(Location identification entries)

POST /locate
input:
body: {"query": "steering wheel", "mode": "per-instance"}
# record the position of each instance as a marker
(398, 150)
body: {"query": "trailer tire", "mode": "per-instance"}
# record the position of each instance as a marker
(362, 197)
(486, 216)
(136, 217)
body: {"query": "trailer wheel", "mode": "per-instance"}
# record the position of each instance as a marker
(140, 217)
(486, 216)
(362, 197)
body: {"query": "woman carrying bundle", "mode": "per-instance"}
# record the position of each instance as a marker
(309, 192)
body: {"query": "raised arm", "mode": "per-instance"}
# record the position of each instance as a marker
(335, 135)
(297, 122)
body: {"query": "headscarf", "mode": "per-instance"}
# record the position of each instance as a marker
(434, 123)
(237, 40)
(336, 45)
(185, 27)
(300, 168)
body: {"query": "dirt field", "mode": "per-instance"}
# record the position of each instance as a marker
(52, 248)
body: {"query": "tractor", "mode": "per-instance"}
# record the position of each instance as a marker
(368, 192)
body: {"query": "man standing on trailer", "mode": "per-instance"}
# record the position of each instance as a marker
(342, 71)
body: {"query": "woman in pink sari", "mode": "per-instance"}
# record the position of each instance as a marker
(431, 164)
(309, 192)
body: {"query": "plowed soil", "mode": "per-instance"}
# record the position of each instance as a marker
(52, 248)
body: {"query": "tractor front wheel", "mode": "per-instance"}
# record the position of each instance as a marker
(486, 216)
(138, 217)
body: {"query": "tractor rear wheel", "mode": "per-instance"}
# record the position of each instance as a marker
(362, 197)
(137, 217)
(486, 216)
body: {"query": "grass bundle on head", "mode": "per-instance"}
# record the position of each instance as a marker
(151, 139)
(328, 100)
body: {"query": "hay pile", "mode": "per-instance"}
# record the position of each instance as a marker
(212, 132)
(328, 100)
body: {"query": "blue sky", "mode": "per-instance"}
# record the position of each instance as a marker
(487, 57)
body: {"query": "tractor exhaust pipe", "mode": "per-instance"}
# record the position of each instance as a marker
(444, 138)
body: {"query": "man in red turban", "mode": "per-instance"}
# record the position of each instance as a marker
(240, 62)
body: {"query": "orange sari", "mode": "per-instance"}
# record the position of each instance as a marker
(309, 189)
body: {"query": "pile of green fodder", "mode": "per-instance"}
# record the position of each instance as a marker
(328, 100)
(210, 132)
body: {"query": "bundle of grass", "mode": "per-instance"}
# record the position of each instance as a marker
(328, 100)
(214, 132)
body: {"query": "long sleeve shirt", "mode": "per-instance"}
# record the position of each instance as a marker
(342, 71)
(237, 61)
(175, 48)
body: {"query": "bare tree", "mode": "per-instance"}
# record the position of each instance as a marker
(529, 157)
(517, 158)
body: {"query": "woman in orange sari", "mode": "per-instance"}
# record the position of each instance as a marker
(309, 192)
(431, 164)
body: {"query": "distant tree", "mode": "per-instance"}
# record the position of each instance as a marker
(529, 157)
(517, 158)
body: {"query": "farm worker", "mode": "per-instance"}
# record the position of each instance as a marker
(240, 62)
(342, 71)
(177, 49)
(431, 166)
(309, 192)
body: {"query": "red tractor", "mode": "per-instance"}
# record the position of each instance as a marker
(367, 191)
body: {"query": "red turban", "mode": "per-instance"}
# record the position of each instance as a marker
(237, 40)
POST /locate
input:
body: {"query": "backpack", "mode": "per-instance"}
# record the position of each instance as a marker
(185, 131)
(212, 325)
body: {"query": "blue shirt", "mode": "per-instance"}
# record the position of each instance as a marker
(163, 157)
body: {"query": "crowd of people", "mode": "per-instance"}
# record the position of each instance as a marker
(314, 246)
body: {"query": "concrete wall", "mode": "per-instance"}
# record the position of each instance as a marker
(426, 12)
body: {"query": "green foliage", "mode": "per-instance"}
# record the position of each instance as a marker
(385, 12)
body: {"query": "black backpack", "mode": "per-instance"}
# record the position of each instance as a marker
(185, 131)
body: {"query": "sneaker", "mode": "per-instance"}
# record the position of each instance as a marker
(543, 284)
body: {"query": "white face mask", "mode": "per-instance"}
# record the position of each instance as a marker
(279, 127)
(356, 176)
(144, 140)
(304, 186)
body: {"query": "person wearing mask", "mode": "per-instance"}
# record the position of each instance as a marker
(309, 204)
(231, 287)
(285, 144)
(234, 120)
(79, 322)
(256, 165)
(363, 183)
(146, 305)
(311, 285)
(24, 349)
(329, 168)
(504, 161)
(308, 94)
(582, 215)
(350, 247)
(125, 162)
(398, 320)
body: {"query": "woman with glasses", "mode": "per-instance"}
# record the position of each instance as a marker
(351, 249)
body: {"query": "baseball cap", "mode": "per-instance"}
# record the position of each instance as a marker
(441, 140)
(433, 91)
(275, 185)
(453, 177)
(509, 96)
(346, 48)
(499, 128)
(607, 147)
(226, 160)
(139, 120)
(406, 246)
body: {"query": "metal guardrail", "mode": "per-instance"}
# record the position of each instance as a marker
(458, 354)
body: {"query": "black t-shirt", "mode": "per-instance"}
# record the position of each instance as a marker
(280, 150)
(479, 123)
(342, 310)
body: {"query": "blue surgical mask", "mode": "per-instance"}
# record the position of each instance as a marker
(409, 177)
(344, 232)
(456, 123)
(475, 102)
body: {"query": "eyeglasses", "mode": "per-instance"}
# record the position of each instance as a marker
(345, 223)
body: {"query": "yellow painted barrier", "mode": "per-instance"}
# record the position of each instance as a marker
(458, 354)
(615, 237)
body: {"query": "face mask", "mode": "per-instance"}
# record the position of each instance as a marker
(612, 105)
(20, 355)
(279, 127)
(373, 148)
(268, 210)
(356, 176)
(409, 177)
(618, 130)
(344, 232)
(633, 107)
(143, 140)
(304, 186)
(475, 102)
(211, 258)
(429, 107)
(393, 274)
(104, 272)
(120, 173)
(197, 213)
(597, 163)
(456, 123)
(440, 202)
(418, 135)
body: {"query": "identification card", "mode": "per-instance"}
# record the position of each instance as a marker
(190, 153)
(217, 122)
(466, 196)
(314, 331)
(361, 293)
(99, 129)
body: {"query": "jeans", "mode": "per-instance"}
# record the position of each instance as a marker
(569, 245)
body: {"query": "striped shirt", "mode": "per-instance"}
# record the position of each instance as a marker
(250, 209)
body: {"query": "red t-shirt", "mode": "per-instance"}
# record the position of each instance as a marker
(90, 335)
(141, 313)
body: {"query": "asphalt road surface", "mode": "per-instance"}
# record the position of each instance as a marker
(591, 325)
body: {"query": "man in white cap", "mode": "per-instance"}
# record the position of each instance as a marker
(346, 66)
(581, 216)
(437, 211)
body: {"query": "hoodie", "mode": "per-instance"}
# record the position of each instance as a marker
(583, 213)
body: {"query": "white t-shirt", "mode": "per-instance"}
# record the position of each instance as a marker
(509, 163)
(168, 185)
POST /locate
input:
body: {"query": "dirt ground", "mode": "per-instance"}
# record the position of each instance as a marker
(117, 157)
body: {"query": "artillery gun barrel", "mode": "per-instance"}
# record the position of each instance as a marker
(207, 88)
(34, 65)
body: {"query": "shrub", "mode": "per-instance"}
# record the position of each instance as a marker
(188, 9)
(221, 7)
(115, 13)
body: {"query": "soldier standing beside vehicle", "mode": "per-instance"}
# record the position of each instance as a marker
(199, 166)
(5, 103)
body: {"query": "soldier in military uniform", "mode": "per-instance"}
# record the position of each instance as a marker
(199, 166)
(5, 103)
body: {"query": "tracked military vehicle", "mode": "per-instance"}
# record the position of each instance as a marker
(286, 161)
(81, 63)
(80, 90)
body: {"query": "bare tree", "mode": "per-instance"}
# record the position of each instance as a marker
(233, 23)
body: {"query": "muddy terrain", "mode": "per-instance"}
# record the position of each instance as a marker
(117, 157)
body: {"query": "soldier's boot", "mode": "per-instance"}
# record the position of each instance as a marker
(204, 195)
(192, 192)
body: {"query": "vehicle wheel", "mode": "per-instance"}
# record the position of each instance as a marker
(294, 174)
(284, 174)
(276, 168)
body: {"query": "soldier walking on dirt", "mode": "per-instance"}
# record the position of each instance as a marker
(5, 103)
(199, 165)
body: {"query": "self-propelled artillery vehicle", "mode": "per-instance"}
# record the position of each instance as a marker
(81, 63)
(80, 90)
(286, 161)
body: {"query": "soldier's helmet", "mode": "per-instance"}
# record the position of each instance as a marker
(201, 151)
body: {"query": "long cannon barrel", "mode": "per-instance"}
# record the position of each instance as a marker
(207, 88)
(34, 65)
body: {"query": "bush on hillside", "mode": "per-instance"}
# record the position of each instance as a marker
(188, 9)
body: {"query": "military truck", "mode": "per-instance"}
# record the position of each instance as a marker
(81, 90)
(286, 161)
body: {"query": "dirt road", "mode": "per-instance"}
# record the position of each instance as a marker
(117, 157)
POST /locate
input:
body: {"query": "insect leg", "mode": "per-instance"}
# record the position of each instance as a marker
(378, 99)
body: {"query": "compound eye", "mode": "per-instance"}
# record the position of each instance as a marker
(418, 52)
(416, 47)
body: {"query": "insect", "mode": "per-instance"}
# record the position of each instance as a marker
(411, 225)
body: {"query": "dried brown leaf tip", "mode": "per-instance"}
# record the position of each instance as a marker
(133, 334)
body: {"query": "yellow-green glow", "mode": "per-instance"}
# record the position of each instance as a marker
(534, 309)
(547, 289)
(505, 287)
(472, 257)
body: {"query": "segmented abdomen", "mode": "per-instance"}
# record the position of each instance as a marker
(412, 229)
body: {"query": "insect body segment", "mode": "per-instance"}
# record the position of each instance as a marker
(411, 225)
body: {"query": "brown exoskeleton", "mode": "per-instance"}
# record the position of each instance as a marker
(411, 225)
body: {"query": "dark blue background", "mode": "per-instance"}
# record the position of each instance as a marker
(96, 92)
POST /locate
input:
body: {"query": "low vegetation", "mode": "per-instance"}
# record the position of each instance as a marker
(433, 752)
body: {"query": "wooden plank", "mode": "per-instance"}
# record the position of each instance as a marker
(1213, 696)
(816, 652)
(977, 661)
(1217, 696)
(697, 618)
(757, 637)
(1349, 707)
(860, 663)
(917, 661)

### SET TASK
How many lines in the location identification entries above contain the word "tractor"? Give only the number.

### SOLUTION FOR THIS EXERCISE
5